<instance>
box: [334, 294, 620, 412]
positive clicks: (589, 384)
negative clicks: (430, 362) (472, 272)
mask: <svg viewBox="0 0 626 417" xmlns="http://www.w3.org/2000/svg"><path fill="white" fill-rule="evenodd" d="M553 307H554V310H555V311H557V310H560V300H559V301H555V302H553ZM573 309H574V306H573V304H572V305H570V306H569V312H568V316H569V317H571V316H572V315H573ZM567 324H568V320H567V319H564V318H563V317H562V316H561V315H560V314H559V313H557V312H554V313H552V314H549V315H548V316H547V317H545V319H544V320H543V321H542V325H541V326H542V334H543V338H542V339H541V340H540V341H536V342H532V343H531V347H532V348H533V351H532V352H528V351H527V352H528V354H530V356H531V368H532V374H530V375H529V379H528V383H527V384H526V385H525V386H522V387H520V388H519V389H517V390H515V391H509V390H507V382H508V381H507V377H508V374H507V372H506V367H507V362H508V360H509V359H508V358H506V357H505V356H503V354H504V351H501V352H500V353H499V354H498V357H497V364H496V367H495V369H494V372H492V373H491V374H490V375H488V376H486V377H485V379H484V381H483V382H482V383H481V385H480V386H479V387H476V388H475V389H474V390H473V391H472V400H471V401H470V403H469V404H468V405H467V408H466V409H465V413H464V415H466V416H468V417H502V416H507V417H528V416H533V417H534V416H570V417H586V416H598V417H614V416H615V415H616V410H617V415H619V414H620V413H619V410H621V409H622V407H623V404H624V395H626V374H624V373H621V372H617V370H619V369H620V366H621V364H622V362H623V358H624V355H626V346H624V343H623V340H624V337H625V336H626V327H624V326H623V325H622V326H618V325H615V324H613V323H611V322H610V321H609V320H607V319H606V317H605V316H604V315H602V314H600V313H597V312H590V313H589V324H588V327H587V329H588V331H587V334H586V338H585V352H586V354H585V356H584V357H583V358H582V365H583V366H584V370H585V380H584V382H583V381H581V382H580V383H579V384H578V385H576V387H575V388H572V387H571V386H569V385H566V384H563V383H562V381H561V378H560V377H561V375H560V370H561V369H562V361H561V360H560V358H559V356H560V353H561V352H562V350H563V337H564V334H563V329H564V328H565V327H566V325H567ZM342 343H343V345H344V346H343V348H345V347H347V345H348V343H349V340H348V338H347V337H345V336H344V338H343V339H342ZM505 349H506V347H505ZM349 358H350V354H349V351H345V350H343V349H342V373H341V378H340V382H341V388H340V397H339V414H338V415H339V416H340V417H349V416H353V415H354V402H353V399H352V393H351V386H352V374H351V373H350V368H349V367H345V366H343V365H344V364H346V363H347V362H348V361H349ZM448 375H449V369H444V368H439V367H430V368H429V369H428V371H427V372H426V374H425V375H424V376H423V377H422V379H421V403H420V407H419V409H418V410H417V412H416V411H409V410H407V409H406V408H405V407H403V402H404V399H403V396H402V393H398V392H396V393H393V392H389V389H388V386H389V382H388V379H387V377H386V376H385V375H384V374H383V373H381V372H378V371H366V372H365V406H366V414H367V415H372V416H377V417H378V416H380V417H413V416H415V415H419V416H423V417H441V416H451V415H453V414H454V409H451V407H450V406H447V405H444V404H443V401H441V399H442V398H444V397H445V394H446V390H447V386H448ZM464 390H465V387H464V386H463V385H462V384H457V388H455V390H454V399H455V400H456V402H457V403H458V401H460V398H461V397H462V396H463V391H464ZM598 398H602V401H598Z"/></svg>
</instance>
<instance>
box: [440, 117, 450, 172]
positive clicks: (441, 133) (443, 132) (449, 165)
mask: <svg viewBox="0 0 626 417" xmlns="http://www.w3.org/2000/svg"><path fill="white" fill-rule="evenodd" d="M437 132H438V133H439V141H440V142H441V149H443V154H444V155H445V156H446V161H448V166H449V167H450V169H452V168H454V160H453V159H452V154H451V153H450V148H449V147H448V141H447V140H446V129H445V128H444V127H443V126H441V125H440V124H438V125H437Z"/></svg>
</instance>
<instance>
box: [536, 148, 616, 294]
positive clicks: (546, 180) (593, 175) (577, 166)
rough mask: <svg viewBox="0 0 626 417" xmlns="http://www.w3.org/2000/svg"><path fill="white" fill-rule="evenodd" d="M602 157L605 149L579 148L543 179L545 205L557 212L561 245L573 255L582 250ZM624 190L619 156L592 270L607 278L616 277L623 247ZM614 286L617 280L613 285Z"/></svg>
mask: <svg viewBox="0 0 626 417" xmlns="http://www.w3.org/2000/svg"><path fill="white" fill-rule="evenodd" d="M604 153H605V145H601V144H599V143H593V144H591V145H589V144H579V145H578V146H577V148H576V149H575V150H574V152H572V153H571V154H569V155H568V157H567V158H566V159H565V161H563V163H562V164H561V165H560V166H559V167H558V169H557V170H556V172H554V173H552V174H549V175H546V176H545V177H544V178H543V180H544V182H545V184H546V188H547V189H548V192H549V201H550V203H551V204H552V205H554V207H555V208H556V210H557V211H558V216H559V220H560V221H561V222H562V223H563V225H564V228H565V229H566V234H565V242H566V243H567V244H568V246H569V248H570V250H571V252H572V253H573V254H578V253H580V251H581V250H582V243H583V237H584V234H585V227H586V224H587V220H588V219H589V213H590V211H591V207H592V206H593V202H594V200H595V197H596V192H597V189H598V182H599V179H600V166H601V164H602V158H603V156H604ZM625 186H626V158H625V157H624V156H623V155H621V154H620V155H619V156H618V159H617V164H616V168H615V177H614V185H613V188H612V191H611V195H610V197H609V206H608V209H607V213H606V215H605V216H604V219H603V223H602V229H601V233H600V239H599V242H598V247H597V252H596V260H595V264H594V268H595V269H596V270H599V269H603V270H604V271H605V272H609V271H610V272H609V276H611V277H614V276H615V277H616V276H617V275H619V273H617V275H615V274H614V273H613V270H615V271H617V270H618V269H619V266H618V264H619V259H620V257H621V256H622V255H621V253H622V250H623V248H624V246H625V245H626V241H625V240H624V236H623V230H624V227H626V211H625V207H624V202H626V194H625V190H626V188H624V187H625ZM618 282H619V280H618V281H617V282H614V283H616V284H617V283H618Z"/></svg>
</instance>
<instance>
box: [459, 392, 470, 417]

□ □ □

### WHAT THE TASK REQUIRES
Give back, exactly as written, the stretch from the line with "positive clicks: (441, 133)" through the line with "positive clicks: (546, 180)", and no other lines from the records above.

### REPLY TO THE TASK
positive clicks: (441, 133) (443, 132) (449, 165)
mask: <svg viewBox="0 0 626 417" xmlns="http://www.w3.org/2000/svg"><path fill="white" fill-rule="evenodd" d="M437 132H438V133H439V141H440V142H441V149H443V154H444V155H445V156H446V161H448V166H449V167H450V169H452V168H454V160H453V159H452V154H451V153H450V148H449V147H448V141H447V140H446V129H445V128H444V127H443V126H441V125H440V124H438V125H437Z"/></svg>
</instance>
<instance>
box: [536, 148, 616, 294]
positive clicks: (546, 180) (593, 175) (577, 166)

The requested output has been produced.